• TASK DETAILS: Set down word for word the lines that begin the entries and run through the line containing "Target: woman's hand". Give nothing further.

BEGIN

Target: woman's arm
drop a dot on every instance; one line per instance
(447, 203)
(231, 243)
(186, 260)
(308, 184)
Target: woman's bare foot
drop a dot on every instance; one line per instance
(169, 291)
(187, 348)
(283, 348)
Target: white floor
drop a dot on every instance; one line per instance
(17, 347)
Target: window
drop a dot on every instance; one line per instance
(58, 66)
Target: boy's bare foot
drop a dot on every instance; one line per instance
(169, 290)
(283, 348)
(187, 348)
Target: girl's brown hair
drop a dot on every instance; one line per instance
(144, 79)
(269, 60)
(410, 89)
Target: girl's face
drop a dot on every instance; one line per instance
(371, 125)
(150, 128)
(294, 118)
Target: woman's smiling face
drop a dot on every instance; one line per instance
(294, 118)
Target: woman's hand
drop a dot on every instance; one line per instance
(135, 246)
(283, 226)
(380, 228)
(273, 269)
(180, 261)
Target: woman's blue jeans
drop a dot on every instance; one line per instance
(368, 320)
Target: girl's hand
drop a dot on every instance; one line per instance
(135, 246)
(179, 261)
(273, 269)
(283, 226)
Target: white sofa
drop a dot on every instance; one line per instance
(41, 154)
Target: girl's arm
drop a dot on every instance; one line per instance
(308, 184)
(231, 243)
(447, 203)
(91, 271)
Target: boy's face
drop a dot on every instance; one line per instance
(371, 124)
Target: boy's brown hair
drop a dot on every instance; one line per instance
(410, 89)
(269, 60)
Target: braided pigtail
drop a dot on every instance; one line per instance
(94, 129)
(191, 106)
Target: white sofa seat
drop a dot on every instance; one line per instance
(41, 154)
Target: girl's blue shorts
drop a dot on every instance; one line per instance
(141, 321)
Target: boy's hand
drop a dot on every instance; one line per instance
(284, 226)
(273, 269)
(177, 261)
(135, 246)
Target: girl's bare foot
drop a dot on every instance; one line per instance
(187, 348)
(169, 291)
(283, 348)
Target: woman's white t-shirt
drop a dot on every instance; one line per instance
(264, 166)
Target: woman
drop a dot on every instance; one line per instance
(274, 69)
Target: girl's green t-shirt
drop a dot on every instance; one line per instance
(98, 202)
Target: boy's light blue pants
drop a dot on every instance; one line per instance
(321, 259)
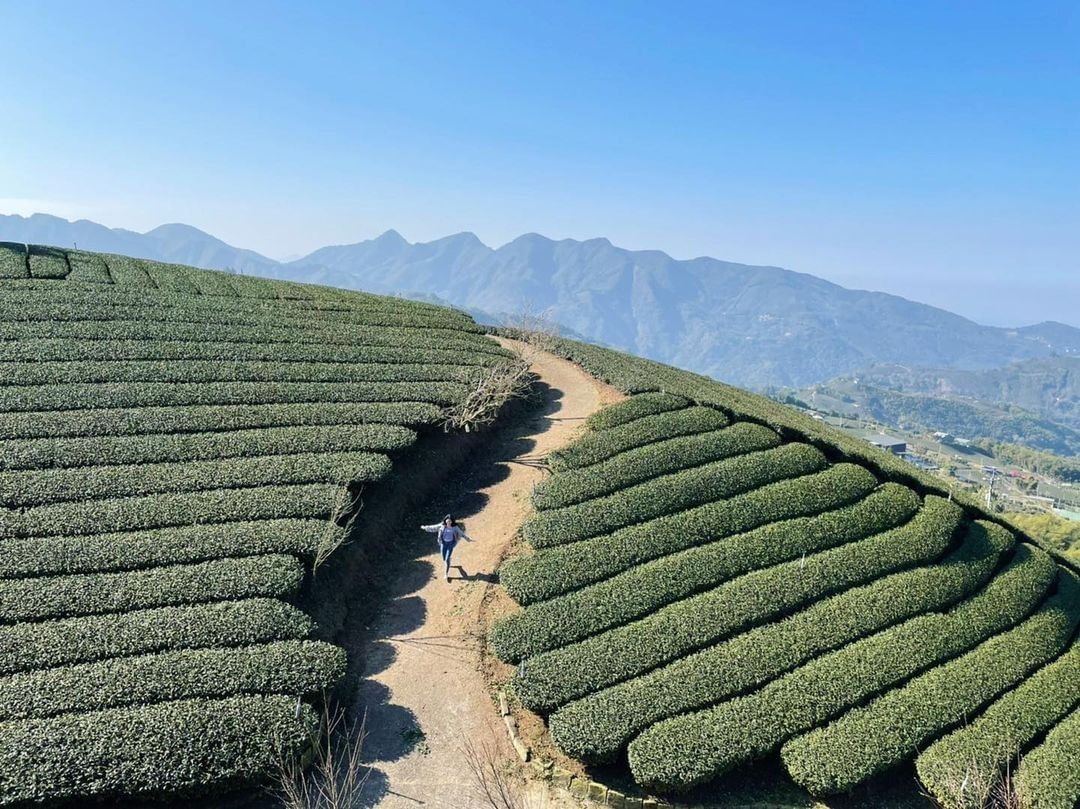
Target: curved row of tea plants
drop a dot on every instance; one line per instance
(177, 445)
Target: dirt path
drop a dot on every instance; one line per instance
(423, 690)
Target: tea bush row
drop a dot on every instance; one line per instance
(597, 446)
(696, 747)
(670, 494)
(869, 740)
(64, 596)
(207, 418)
(652, 460)
(598, 726)
(45, 644)
(553, 678)
(556, 570)
(24, 488)
(642, 590)
(958, 769)
(175, 447)
(283, 666)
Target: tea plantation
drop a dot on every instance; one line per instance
(176, 446)
(716, 579)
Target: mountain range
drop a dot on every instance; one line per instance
(748, 325)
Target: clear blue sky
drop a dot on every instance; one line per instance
(930, 149)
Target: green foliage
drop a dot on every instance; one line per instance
(597, 726)
(642, 590)
(868, 740)
(283, 666)
(1048, 777)
(181, 544)
(200, 418)
(44, 644)
(132, 751)
(652, 460)
(670, 494)
(13, 260)
(24, 489)
(598, 446)
(64, 596)
(64, 396)
(176, 447)
(556, 570)
(950, 768)
(553, 678)
(696, 747)
(635, 407)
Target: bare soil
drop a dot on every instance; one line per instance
(427, 684)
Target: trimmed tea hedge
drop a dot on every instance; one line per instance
(553, 678)
(176, 447)
(1048, 777)
(25, 489)
(595, 447)
(635, 407)
(174, 394)
(868, 740)
(181, 544)
(644, 463)
(959, 769)
(598, 726)
(696, 747)
(41, 645)
(670, 494)
(556, 570)
(64, 596)
(166, 747)
(201, 418)
(642, 590)
(283, 666)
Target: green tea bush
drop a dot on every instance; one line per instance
(696, 747)
(596, 727)
(45, 644)
(175, 447)
(1048, 777)
(48, 261)
(635, 407)
(203, 418)
(959, 768)
(553, 678)
(868, 740)
(556, 570)
(166, 747)
(25, 489)
(670, 494)
(63, 596)
(165, 510)
(642, 590)
(175, 394)
(13, 260)
(283, 666)
(595, 447)
(177, 545)
(644, 463)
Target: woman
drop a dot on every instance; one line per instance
(448, 533)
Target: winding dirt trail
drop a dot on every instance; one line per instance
(423, 688)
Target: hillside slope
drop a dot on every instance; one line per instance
(176, 447)
(716, 579)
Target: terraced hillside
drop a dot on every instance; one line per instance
(176, 446)
(715, 580)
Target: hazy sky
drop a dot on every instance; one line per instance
(925, 148)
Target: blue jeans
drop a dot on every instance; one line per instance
(447, 550)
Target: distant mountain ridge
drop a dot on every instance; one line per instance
(753, 326)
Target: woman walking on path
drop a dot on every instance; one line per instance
(448, 533)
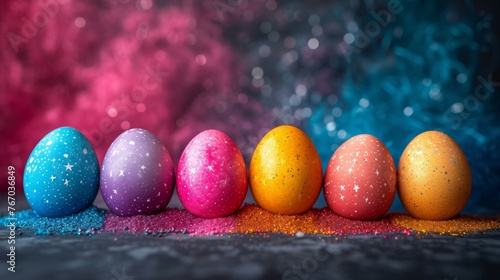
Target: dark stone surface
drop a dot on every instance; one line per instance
(127, 257)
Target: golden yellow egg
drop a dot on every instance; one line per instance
(434, 177)
(285, 171)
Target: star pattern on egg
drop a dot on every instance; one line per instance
(211, 175)
(137, 175)
(62, 174)
(355, 184)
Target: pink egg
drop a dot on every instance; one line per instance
(211, 176)
(360, 180)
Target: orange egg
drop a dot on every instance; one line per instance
(434, 177)
(285, 172)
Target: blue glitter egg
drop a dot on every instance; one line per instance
(62, 174)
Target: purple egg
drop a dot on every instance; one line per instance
(137, 174)
(211, 177)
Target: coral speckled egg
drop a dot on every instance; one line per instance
(62, 174)
(137, 175)
(211, 176)
(434, 177)
(360, 180)
(285, 172)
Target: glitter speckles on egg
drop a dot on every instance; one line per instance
(137, 175)
(360, 179)
(285, 171)
(434, 178)
(62, 174)
(211, 175)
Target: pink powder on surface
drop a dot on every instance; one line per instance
(250, 218)
(171, 221)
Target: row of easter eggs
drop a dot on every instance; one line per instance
(62, 175)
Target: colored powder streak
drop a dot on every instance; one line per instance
(460, 225)
(252, 218)
(170, 220)
(84, 222)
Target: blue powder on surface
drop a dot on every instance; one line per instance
(85, 222)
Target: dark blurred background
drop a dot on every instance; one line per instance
(333, 68)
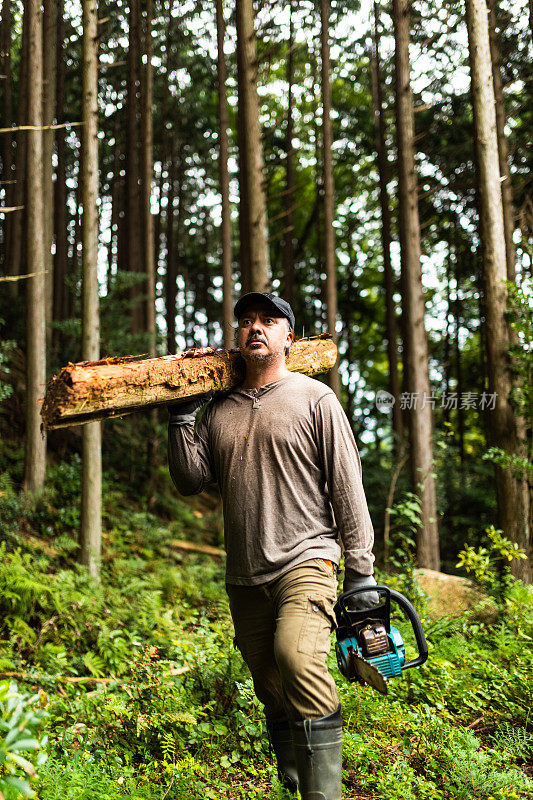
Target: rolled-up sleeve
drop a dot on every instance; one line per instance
(189, 459)
(342, 467)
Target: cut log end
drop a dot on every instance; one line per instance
(90, 391)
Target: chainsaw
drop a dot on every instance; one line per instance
(369, 649)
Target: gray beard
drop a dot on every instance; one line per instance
(260, 358)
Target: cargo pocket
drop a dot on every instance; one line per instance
(319, 622)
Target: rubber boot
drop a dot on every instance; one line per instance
(318, 752)
(280, 735)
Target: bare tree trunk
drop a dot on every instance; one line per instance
(225, 232)
(60, 267)
(147, 183)
(288, 249)
(49, 107)
(329, 200)
(417, 368)
(503, 150)
(507, 430)
(35, 296)
(458, 362)
(91, 496)
(171, 260)
(116, 182)
(388, 274)
(7, 110)
(16, 221)
(251, 151)
(134, 244)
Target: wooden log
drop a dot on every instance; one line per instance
(114, 387)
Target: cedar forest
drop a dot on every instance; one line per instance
(371, 162)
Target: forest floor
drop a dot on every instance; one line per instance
(133, 688)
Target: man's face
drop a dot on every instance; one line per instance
(262, 336)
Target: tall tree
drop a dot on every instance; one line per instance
(15, 252)
(49, 109)
(328, 197)
(507, 430)
(7, 110)
(60, 293)
(223, 153)
(253, 231)
(147, 163)
(288, 248)
(388, 273)
(134, 206)
(35, 295)
(91, 499)
(503, 149)
(415, 341)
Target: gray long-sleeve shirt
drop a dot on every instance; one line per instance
(289, 473)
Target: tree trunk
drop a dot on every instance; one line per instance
(118, 386)
(507, 430)
(7, 110)
(49, 108)
(149, 268)
(388, 273)
(16, 253)
(35, 297)
(225, 228)
(116, 182)
(329, 200)
(59, 294)
(503, 150)
(91, 492)
(458, 362)
(417, 368)
(170, 294)
(288, 245)
(254, 232)
(134, 244)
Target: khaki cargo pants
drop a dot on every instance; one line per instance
(282, 629)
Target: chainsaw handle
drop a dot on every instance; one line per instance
(346, 616)
(414, 619)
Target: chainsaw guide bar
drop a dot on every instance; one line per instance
(366, 672)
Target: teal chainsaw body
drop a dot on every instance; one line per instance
(369, 649)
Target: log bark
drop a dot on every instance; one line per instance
(111, 387)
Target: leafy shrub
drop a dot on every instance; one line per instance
(21, 751)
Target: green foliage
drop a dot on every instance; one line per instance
(6, 346)
(177, 714)
(490, 566)
(520, 316)
(21, 746)
(517, 742)
(407, 519)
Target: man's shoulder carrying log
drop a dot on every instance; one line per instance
(113, 387)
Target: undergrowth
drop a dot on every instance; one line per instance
(132, 688)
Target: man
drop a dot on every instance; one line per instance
(284, 457)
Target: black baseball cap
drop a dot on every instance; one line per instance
(281, 306)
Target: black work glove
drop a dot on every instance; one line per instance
(364, 600)
(183, 412)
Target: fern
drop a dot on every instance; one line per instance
(472, 774)
(168, 746)
(94, 664)
(517, 742)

END

• ANSWER TO THE EXERCISE:
Target: woman's arm
drop a dot on every instance; one line per instance
(447, 203)
(231, 243)
(186, 260)
(308, 184)
Target: woman's bare foot
drop a dot on every instance; one line per instance
(169, 291)
(187, 348)
(283, 348)
Target: white floor
drop a dot on every instance; one line per instance
(17, 347)
Target: window
drop a dot on every instance; one line per instance
(58, 66)
Target: boy's bare foot
drop a dot on every instance; one line per instance
(169, 290)
(283, 348)
(187, 348)
Target: girl's brown hair
drop a dot on every instance; one line per instance
(144, 79)
(269, 60)
(410, 89)
Target: girl's face
drop a dot on every instance; one line per instance
(371, 125)
(150, 128)
(294, 118)
Target: woman's smiling face
drop a dot on every instance; one line per instance
(294, 118)
Target: woman's hand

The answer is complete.